(Coordinate annotation entries)

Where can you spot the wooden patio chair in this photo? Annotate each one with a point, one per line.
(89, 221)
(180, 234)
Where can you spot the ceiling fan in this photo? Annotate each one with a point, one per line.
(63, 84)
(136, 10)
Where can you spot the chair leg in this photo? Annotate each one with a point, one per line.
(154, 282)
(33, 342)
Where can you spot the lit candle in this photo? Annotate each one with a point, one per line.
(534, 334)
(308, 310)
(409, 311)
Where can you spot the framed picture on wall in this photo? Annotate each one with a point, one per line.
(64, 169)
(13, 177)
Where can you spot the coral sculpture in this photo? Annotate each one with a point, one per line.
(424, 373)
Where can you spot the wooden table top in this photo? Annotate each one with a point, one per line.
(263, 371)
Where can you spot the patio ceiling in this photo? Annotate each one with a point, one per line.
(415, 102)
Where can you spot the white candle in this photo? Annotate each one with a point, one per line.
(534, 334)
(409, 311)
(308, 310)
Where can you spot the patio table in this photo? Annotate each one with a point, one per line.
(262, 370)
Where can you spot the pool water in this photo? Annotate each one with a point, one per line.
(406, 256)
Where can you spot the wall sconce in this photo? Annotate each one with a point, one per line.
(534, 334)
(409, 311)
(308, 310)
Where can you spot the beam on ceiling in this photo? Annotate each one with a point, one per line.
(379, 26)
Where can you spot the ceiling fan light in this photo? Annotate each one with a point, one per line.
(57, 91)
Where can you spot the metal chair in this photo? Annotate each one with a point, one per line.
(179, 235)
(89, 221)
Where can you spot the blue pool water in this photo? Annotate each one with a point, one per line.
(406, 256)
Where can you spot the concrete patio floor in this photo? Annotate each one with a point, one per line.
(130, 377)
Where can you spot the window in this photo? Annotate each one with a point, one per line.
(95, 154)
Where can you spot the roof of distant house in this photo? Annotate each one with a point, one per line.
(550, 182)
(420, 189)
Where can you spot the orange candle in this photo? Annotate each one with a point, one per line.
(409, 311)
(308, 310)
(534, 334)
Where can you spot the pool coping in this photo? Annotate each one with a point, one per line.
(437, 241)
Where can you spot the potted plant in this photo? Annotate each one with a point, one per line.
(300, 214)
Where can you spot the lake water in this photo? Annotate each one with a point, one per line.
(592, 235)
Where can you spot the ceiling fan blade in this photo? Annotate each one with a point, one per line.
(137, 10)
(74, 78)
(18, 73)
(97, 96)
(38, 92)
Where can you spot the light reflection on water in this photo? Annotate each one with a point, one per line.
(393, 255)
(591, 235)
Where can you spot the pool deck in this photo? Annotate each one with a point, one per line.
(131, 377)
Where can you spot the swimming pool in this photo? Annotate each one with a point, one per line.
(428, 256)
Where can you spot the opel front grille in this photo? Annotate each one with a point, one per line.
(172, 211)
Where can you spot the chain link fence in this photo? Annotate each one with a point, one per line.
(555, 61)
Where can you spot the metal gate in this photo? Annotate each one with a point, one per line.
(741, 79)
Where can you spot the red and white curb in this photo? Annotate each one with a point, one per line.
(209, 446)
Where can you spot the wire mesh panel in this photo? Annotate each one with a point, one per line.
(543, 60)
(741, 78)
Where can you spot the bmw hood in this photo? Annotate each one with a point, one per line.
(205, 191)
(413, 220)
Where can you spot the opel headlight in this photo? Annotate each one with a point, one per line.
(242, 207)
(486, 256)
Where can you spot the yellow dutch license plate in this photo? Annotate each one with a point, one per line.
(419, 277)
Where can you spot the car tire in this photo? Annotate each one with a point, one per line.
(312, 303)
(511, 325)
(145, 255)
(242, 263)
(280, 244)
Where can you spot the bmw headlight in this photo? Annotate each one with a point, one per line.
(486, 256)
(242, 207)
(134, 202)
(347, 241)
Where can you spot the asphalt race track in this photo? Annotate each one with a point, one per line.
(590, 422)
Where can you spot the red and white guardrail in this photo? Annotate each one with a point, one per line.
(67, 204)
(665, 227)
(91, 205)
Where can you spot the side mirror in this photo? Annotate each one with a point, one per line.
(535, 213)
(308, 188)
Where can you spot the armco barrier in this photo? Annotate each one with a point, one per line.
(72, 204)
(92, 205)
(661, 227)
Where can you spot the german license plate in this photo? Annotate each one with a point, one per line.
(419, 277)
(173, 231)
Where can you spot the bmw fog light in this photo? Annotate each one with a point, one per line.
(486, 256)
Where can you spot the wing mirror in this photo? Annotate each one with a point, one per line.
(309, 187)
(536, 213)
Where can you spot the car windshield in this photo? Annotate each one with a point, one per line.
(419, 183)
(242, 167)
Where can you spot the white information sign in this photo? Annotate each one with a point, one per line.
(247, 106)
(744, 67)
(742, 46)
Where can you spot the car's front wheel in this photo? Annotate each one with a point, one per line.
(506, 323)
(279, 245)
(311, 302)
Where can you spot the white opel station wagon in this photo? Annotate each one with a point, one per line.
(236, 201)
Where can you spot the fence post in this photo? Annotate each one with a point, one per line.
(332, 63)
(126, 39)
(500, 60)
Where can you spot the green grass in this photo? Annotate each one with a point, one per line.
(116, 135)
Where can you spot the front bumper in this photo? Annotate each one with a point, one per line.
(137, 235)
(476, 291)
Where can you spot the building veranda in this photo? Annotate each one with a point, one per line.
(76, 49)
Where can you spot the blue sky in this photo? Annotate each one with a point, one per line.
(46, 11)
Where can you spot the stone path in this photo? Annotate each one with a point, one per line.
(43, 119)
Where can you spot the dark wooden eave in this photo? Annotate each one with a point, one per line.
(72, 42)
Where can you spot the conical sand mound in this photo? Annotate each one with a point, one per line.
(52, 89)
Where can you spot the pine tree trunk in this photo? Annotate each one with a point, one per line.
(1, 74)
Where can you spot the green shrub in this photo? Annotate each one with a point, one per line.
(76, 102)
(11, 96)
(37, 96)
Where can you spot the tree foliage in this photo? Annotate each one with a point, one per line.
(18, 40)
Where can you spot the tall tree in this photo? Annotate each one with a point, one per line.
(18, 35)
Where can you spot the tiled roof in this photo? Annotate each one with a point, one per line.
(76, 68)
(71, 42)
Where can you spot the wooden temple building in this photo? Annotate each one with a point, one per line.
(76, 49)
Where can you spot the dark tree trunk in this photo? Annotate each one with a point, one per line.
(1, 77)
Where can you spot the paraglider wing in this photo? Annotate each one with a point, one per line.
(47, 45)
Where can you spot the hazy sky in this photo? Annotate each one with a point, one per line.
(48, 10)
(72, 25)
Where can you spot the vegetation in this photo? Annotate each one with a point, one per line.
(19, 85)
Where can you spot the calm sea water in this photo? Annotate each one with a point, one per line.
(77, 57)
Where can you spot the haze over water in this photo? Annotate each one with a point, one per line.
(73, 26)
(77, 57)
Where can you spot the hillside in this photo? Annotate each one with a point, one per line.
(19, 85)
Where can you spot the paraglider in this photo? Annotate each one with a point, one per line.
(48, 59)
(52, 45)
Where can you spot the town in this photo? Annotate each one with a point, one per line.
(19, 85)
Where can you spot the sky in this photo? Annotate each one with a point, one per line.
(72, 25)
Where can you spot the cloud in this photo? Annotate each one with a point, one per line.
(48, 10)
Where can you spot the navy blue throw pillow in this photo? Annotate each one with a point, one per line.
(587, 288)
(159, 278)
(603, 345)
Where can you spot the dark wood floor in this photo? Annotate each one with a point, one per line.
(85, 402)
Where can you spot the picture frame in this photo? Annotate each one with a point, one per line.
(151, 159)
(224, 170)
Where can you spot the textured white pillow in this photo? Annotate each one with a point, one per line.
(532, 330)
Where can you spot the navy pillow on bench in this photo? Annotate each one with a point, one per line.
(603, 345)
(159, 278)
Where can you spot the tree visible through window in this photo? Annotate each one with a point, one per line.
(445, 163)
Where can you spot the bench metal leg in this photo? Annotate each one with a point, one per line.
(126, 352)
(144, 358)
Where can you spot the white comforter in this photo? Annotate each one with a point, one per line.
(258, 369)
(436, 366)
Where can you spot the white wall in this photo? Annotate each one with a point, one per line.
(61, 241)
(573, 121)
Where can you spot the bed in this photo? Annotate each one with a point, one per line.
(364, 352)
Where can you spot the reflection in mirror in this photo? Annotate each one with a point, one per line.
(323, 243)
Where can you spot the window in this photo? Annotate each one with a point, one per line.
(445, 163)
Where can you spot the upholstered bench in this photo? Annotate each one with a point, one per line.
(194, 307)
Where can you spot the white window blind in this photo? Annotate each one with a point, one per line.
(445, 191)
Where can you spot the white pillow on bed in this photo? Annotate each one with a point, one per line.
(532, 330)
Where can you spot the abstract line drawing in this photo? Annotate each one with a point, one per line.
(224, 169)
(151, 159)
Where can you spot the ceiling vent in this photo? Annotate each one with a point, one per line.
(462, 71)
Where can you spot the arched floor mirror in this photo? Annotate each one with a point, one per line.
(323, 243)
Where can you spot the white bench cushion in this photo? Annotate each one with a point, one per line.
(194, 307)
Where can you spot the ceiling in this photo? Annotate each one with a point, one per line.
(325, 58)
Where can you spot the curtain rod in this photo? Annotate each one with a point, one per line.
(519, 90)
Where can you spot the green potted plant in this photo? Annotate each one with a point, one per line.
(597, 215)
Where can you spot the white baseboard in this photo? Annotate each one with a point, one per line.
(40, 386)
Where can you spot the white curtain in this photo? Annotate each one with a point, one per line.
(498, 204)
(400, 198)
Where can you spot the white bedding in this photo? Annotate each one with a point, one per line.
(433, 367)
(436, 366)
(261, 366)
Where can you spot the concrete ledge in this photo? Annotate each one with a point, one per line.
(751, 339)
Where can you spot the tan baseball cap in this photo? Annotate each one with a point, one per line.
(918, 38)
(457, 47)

*The task:* Quote, word for word, every line starting at the one that contains "Where can you spot the green potted" and ending with the final line of the entries.

*Exercise output:*
Where can you spot the green potted plant in this photo? Annotate each one with a point, one per line.
(597, 215)
Where can you spot the white baseboard in this photo? Annotate each one with a point, one per line.
(40, 386)
Where can you spot the white curtain in this photo? Annotate each one with a point, one per line.
(498, 204)
(400, 198)
Where can you spot the white bedding in this photo? Annotate each one with a point, one per line.
(433, 367)
(436, 366)
(261, 366)
Where can you spot the concrete ledge in this photo? Annotate each one with a point, one per line.
(751, 339)
Where can you spot the tan baseball cap in this photo? Annotate each one with a point, one per line.
(918, 38)
(457, 47)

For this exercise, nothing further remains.